# What you need to do
Your task is to output the data exactly as it stands.

# Data records
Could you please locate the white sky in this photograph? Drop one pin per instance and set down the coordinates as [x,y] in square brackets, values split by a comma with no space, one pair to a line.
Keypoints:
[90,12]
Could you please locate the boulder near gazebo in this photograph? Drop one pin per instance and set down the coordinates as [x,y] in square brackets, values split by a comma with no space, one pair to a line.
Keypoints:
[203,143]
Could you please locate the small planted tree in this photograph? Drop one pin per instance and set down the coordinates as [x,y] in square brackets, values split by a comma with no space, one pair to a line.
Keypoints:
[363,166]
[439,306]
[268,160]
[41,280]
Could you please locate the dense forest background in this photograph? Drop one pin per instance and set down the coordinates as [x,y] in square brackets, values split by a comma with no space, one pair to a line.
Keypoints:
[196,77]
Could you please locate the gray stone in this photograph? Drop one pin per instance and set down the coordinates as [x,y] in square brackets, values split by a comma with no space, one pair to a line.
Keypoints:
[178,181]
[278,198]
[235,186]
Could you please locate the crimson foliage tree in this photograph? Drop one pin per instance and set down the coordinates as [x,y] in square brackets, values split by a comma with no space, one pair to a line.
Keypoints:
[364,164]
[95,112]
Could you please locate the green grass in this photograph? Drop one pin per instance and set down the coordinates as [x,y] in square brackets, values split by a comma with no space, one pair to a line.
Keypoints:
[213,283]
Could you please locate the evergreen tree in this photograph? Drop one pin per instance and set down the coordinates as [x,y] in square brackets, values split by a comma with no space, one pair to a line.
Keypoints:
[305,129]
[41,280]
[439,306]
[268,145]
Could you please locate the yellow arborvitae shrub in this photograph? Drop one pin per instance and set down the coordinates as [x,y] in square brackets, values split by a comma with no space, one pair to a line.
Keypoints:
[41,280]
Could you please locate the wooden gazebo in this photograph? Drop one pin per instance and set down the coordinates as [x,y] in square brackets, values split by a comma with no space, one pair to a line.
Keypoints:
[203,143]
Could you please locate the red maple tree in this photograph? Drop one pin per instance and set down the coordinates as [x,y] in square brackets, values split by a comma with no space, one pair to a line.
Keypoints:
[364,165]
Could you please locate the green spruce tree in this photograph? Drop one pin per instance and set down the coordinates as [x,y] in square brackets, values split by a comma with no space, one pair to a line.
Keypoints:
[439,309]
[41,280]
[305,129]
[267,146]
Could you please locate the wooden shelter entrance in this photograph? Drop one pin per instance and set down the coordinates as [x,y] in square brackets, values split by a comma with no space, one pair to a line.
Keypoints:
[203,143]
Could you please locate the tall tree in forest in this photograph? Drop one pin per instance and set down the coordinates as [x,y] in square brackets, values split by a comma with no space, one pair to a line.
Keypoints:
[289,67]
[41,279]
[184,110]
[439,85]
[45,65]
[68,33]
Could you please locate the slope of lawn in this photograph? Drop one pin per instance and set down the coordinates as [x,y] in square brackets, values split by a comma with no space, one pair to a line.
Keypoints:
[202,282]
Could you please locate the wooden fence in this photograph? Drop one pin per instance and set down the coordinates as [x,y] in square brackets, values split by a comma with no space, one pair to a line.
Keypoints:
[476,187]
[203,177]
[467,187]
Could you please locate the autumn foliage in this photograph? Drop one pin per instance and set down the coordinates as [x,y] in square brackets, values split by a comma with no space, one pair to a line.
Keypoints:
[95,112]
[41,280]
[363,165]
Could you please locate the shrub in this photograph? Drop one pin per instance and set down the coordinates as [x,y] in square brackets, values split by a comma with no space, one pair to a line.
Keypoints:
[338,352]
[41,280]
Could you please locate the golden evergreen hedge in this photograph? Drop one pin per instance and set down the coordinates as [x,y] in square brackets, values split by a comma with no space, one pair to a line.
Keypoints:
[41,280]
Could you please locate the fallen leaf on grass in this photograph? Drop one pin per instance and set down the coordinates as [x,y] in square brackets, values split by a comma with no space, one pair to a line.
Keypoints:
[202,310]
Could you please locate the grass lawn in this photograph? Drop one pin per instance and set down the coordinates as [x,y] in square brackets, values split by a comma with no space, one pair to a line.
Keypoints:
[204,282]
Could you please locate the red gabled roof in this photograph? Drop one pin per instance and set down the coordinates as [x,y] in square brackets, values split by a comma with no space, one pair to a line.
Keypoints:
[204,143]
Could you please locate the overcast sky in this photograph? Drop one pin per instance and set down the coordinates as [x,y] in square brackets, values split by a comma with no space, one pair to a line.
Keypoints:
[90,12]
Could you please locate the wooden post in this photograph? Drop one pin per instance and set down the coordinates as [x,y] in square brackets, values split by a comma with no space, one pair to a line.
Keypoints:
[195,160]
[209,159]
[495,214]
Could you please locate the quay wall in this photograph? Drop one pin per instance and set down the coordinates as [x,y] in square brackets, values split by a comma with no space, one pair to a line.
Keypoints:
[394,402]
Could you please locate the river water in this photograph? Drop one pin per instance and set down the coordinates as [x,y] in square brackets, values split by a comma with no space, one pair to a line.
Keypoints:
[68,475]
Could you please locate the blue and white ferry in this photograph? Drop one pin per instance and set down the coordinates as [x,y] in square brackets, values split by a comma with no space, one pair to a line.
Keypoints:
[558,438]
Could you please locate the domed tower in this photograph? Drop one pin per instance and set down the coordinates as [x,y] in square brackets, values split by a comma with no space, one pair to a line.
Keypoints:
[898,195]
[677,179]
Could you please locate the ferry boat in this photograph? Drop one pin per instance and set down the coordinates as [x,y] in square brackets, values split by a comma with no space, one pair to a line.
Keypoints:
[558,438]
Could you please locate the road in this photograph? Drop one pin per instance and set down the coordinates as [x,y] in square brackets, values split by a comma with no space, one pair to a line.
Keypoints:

# Task solution
Could you please locate the white sky in this photograph? Drop one pin per instance and set down the coordinates as [x,y] in square brackets, values split by a comma with no space, one pair to a line.
Keypoints:
[90,12]
Could you please locate the boulder near gazebo in this photograph? Drop one pin per instance and set down the coordinates as [x,y] in square brackets, values split by a comma with no space, one pair to a line.
Keypoints:
[203,143]
Could you please locate the small planted tree in this photograph? Drop one pin per instance and set down the coordinates as [x,y] in square brackets, values split by a comma with no space, one pair to a line.
Keypoints:
[363,166]
[439,306]
[268,160]
[41,280]
Could you please locate the dense forest background in this photograph? Drop one pin per instance and set down the coordinates as [x,y] in square brackets, values split by a comma with no space, one pair to a line.
Keypoints:
[196,77]
Could you please locate the gray stone in this photograph? Drop one pin per instance and set down the coordinates as [x,y] in square brackets, values split by a comma with no space, one pair to a line.
Keypoints:
[178,181]
[278,198]
[235,186]
Could you please locate the crimson foliage tree in this photograph? Drop one pin per instance and set down the coordinates as [x,y] in square brackets, values split by a comma with no space, one pair to a line.
Keypoints:
[364,164]
[95,112]
Could you please locate the green grass in this photograph? Drop one pin per instance and set down the coordinates as [x,y] in square brackets, values split by a comma with no space, one pair to a line.
Keypoints:
[213,283]
Could you please locate the evergreen tree in this photograph? Drop one pin per instance and set down the coordinates as [x,y] in square brackets, values split by a comma with no space, one pair to a line.
Keypoints:
[305,129]
[41,280]
[439,306]
[268,145]
Could you please locate the yellow arborvitae shrub in this photograph? Drop one pin per instance and set down the coordinates as [x,y] in square brackets, values split by a comma with no space, one pair to a line.
Keypoints:
[41,280]
Could you please locate the wooden gazebo in this photograph? Drop one pin per instance and set down the coordinates as [x,y] in square brackets, values split by a comma with no space, one pair to a line.
Keypoints:
[203,143]
Could you please locate the red maple tree in this photograph? Drop one pin per instance and set down the coordinates as [x,y] in square brackets, values split by a comma with no space, one pair to a line.
Keypoints:
[364,165]
Could you please locate the green spruce tree in this photograph? Drop one pin per instance and set down the coordinates as [x,y] in square brackets, values split by a comma with no space, one pair to a line.
Keypoints:
[439,309]
[41,280]
[305,129]
[267,146]
Could you please locate the wooden shelter entrance in this photograph? Drop one pin per instance and set down the coordinates as [x,y] in square brackets, values split by a comma with no space, one pair to a line.
Keypoints:
[203,143]
Could you please locate the tall tree in forest in this photograph? Drop one pin per instance and set down the coordinates as [x,y] in square brackets, values split by a comma with no space, one pair to a line.
Keypoints:
[289,67]
[41,279]
[184,110]
[439,85]
[45,65]
[68,33]
Could you please locate the slope of lawn in this photograph? Drop one pin per instance and set down the coordinates as [x,y] in square brackets, values split by a comma with no space, one pair to a line.
Keypoints:
[202,282]
Could you please locate the wooden fence in this photograph? Drop one pin per instance and set down the coordinates as [x,y] in square brackets, values split by a comma with no space, one pair to a line.
Keypoints:
[476,187]
[203,177]
[467,187]
Could you please locate the autumn foliage in this photograph? Drop one pin per instance and set down the coordinates as [x,y] in square brackets, values split by a comma with no space, one pair to a line.
Keypoints:
[95,112]
[41,280]
[363,165]
Could you please locate the shrub in this photograph? Drop one pin per instance and set down the coordinates as [x,y] in square brackets, values split by a comma with no space, one pair to a line.
Keypoints:
[338,352]
[41,280]
Could you please locate the golden evergreen hedge in this photograph? Drop one pin per instance and set down the coordinates as [x,y] in square brackets, values split by a comma with no space, one pair to a line.
Keypoints:
[41,280]
Could you please locate the fallen leaf on grass in this photograph? Drop one pin per instance and set down the coordinates as [x,y] in square brackets, values split by a comma with no space, one pair to a line.
Keypoints:
[202,310]
Could you please locate the grass lawn in this photograph? Drop one pin per instance and set down the coordinates as [x,y] in square brackets, values split by a comma with no space, one pair to a line.
Keypoints:
[204,282]
Could you please locate the red gabled roof in this photograph? Drop one pin per instance and set down the coordinates as [x,y] in square brackets, values split by a comma with no space, one pair to a line.
Keypoints:
[204,143]
Could you please locate the overcast sky in this photograph? Drop one pin per instance and set down the coordinates as [x,y] in square brackets, values split by a comma with no space, one pair to a line.
Keypoints:
[90,12]
Could you please locate the wooden post in this photograph? Drop one pin per instance and set down the coordinates as [x,y] in square brackets, values split by a comma with no space, one pair to a line.
Keypoints:
[195,160]
[209,159]
[495,214]
Could you please locate the quay wall in this photograph? Drop one pin per instance and set down the coordinates as [x,y] in square brackets, values split by a comma with no space, one pair to a line.
Keypoints:
[394,402]
Could you please locate the river water in this photograph? Drop one pin per instance and set down the coordinates as [x,y] in square brackets, values split by a comma with no space, one pair to a line.
Keypoints:
[68,475]
Could you please locate the blue and white ferry in this photograph? Drop one pin per instance and set down the coordinates as [x,y] in square brackets, values split by a comma with no space, one pair to a line.
Keypoints:
[558,438]
Could you please locate the domed tower in this photograph? Drop one pin per instance and set down the coordinates as [x,y] in square brackets, values split by a comma with no space, one pair to a line.
Keypoints:
[898,195]
[677,179]
Could you please locate the ferry boat in this photograph? Drop one pin per instance and set down the coordinates as [x,y] in square brackets, values split by a comma with no space, one pair to a line.
Keypoints:
[558,438]
Could you please locate the road in this photograph? Drop one pin per instance and set down the coordinates as [x,y] in square brackets, values split by a comma with no space, one pair to a line.
Keypoints:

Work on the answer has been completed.